(REQUEST)
Carry on the childhood memoir set in Arbury from its final sentence, adding a few paragraphs in the same voice.

(EXCERPT TO READ)
--------------------------------------------------

I used to get up when I heard the 'eight 'o' clock buzzer'. It was actually a factory siren or hooter at Pye's in Chesterton, and was heard as a high pitched distant wail in Arbury. It wasn't at all a buzzing sound, but we called it that anyway. There were two or three of them early in the morning for different shifts.
I always had Weetabix for breakfast. Well, actually I had 'Bisk Wheat' or some such non-expensive version from Bishop's in Arbury Court, but it amounted to the same.
After my first day, I left Sharon and Sharon to their discussions of David Soul and Paul Michael Glazer, and walked to the Manor alone. On the journey, I occasionally saw an elderly lady. She used to be walking along Carlton Way towards the shops, and, if she saw me, would always cross the road for a few words. She'd come along in her headscarf and mac, and say: 'I've got a gun in my wardrobe. I'm gonna shoot you.'
She'd first said that to me when I was about seven and on my way home from buying 'sweeties' at 'Stopsiz'. I'd been terrified at the time - even apparently outspoken and brave cousin Sharon, who was with me, was a bit shaken - but I grew used to the old lady as time went on as she always said it when I saw her afterwards. I don't know if she said it to anybody else!
Arbury was a great place for community spirit, no matter what the detractors might say - the Arbury Adventure Playground, Arbury Carnival, Arbury Community Centre, Arbury Town Park and so on were testament to that fact, but there were mental health problems on the estate (and, indeed, across Cambridge) and the lady was obviously unwell. I grew quite fond of her, and, although I only saw her occasionally, worried about her if an unusual length of time elapsed between our encounters.

--------------------------------------------------

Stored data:
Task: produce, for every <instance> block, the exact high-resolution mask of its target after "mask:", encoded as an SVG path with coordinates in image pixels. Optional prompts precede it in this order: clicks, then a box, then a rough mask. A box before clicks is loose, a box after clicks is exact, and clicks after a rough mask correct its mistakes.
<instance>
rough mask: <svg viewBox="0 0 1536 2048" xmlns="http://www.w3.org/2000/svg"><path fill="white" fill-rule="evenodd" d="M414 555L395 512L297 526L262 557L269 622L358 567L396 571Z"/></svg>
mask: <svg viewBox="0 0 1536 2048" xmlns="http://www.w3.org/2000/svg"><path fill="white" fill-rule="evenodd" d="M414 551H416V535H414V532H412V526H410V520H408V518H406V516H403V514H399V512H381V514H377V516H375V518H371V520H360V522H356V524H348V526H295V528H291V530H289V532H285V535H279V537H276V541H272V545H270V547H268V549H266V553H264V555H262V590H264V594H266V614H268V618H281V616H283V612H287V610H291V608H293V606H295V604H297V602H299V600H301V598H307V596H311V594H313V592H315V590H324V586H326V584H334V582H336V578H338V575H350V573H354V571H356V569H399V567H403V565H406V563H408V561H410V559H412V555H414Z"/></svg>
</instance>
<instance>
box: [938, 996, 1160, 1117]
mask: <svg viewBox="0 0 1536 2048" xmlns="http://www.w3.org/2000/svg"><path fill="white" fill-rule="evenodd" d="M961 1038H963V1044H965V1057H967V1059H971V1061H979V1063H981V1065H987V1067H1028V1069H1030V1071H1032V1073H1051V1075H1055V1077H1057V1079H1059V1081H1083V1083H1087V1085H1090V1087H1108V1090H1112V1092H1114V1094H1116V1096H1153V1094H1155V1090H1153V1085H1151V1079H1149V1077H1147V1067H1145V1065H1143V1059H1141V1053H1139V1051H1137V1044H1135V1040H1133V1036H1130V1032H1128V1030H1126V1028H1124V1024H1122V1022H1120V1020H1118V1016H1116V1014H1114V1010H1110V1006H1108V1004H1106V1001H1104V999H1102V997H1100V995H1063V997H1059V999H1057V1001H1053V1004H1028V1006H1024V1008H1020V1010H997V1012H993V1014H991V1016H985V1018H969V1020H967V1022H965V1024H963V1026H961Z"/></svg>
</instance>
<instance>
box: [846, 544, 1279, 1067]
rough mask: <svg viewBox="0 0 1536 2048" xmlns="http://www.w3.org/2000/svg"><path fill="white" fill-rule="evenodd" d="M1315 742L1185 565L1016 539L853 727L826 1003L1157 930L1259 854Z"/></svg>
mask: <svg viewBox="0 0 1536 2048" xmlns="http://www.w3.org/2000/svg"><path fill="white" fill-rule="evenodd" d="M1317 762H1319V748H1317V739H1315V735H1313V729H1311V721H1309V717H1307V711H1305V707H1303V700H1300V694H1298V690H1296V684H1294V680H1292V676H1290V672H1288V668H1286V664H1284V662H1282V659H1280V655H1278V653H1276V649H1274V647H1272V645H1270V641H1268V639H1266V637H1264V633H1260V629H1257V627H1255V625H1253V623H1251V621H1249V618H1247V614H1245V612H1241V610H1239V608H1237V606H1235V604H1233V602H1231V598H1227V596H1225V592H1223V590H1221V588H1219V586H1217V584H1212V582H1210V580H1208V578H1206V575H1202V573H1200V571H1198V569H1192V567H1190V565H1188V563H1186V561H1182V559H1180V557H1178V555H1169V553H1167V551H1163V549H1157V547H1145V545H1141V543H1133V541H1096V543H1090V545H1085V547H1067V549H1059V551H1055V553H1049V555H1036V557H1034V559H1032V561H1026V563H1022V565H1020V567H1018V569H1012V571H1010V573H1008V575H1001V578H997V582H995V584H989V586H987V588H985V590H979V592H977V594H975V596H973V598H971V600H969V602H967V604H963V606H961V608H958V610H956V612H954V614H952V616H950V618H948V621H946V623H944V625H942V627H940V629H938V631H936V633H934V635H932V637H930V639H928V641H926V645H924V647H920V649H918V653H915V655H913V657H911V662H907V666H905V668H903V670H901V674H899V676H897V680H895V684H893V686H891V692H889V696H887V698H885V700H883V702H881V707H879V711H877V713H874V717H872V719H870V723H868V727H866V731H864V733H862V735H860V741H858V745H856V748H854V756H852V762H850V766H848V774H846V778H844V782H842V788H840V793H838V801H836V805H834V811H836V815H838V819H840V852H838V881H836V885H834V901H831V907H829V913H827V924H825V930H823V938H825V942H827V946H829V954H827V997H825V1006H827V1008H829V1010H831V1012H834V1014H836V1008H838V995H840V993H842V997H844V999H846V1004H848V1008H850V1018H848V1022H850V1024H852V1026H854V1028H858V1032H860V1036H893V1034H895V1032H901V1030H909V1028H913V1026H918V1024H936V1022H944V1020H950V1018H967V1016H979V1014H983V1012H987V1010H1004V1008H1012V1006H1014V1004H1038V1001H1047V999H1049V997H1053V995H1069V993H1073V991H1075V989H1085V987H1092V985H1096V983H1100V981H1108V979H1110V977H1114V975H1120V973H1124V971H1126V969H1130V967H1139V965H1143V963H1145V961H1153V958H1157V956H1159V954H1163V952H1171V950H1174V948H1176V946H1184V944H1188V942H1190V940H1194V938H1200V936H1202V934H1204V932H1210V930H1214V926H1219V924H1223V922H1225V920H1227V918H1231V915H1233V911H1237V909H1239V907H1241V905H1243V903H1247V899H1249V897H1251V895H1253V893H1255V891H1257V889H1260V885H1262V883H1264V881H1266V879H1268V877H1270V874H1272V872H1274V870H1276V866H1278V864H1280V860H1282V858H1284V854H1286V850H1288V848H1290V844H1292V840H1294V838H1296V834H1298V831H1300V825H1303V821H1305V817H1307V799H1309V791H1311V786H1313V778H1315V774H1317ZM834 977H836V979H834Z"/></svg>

--------------------------------------------------

(EXERCISE ANSWER)
I had no idea of her name or where she lived. She looked well cared for though, whether she was coping alone or with support, so that was a comfort. I did try to strike up conversations with her, but was met with a stony stare. In the end, I used to reply with a bright, 'Morning!' - and pass on my way.
On reaching the Manor, I'd go to registration and, sometimes, assembly in the Lower School Hall, with Mrs Firman and Miss Habgood. Miss Habgood was also a senior member of staff at the school.
I told some of my mates about my Arbury family history, but the response was not as I expected.
'There used to be a farm here where my family lived,' I told them, quite proudly. 'It was called Manor Farm. That's how the school got its name.'
The response was often something along the lines of: 'UGH! That's terrible! You don't mean to say your family lived at Manor? Oh yuck, that's disgusting - poor you!'
So I shut up about it.
It wasn't trendy amongst my peers to admit any interest or liking when it came to Manor.
We called 'play time' 'break' at Manor, and they didn't have a playground for us little 'uns - we played on the tennis courts as I mentioned before. Some of us kicked a football, some of us I stood about and chatted. The girls and boys were usually in separate groups - the boys usually talking about football, Space 1999, and Doctor Who; the girls, Paul Michael Glazer, David Soul, make-up (which they weren't allowed to wear) and wanting to get a new top from Chelsea Girl or some such.
We had no gadgetry to stare at, of course.
Well, it was a funny old time, settling in at Manor: I got to know the school and the teachers, made some friends, learned the routine and was rushed into Addenbrooke's with a perforated appendix.
1977 was the end of an era for Manor. 1978 was just around the corner - a year of huge change...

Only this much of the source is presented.